* SUPPLIED TEXT:
════════════════════

Lilian Winstanley thought the name Corambis (Polonius's name in the 1st Quarto) suggested Burghley, though Krystyna Kujawinska Courtney has pointed out that the name "Corambis" translates to "reheated cabbage" in Latin, i.e. "a boring old man".

In 1921, Winstanley claimed "absolute" certainty that "the historical analogues exist; that they are important, numerous, detailed and undeniable" and that "Shakespeare is using a large element of contemporary history in Hamlet." She compared Hamlet with both the Earl of Essex and James I. She also identified Polonius with Burghley parallels, and noted a "curious parallel" in the relationship between Ophelia and Hamlet with that of Burghley's daughter, Anne Cecil, and her husband, Edward de Vere, 17th Earl of Oxford. Winstanley noted similar parallels in the relationship of Elizabeth Vernon and Henry Wriothesley, 3rd Earl of Southampton.

Harold Jenkins criticised the idea of any direct personal satire as "unlikely" and "uncharacteristic of Shakespeare", while G. R. Hibbard hypothesized that differences in names (Corambis/Polonius; Montano/Raynoldo) between the first quarto and subsequent editions might reflect a desire not to offend scholars at Oxford University, since Polonius was close to the Latin name for Robert Pullen, founder of Oxford University, and Reynaldo too close for safety to John Rainolds, the President of Corpus Christi College.

════════════════════

Stored items:
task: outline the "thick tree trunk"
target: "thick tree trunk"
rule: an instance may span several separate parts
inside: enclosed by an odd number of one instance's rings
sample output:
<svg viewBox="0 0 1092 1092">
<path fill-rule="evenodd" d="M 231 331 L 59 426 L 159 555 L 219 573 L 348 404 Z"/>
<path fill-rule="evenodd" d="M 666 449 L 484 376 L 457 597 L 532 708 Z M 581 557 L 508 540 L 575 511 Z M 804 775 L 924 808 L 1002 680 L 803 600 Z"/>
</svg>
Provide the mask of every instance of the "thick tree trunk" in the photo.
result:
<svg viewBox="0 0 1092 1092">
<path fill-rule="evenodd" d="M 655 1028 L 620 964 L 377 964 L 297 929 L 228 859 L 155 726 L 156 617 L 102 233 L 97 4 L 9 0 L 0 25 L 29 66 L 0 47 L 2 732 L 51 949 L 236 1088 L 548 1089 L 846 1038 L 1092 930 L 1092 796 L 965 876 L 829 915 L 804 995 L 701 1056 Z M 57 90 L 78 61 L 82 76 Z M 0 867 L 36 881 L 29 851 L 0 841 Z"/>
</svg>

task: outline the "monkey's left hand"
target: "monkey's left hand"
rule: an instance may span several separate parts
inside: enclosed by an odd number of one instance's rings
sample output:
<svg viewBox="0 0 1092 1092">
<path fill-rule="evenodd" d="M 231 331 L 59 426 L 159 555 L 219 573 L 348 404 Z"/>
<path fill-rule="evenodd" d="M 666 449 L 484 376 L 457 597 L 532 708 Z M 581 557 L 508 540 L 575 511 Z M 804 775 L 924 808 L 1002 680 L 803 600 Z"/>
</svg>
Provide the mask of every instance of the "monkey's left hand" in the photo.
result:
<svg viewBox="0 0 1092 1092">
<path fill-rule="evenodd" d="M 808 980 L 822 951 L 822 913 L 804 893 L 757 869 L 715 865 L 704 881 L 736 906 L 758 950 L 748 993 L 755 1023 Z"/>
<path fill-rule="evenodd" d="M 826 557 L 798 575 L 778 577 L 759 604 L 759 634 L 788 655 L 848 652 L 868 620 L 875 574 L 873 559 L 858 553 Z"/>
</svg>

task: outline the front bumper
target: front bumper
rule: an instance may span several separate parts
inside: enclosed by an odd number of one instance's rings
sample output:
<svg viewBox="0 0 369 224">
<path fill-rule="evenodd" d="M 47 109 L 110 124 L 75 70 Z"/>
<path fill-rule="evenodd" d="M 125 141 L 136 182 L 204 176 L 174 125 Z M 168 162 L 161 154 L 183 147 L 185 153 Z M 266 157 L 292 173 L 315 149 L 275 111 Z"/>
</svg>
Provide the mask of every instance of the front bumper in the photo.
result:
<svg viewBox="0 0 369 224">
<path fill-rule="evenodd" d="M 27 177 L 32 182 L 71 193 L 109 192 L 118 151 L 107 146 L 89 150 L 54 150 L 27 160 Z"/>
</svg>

════════════════════

* WHAT TO DO:
**a.** Translate this sentence from the passage on Polonius's possible real-life models into French: "She compared Hamlet with both the Earl of Essex and James I."
**b.** Write a continuation of the passage on Polonius's possible real-life models, starting after its final sentence.

* RESULTS:
**a.** Elle a comparé Hamlet à la fois au comte d'Essex et à Jacques Ier.

**b.**
==Shakespeare's son==
In Belleforest's version the hero's name had been Amleth, and in Saxo's version Amlethus. The author of the Ur-Hamlet, perhaps Shakespeare himself, seems to have been the first to drop the final H (originally indicating a Scandinavian TH-sound) and to attach an H to the front of the name. (Note: The 1608 translation of Belleforest into English calls this story the Hystorie of Hamblet, presumably because the name Hamlet was now well-known in England, because of the play.) Most scholars, including Harold Bloom, dismiss the idea that Hamlet is in any way connected with Shakespeare's only son, Hamnet Shakespeare, who died at age eleven. Conventional wisdom holds that Hamlet is too obviously connected to legend, and the name Hamnet was quite popular at the time. However, Stephen Greenblatt has argued that the coincidence of the names and Shakespeare's grief for the loss of his son may lie at the heart of the tragedy. He notes that the name of Hamnet Sadler, the Stratford neighbor after whom Hamnet was named, was often written as Hamlet Sadler and that, in the loose orthography of the time, the names were virtually interchangeable.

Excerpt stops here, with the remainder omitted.